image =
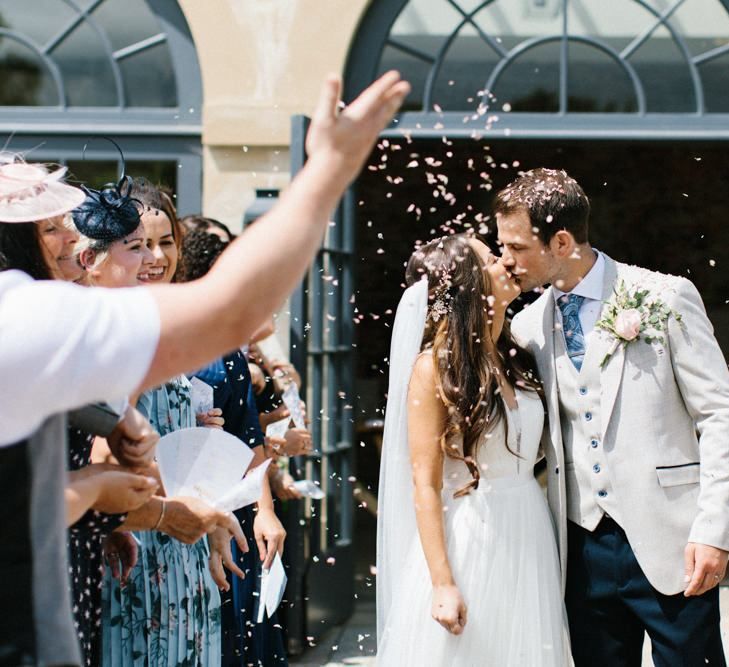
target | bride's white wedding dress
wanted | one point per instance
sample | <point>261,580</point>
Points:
<point>503,555</point>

####################

- WHAT THIS TASK INVOLVES
Copy all entries exactly; skip pictures.

- REPLY TO THE EXERCISE
image =
target | bride's white wedding dress
wanted | one point per instance
sample | <point>261,580</point>
Points:
<point>503,555</point>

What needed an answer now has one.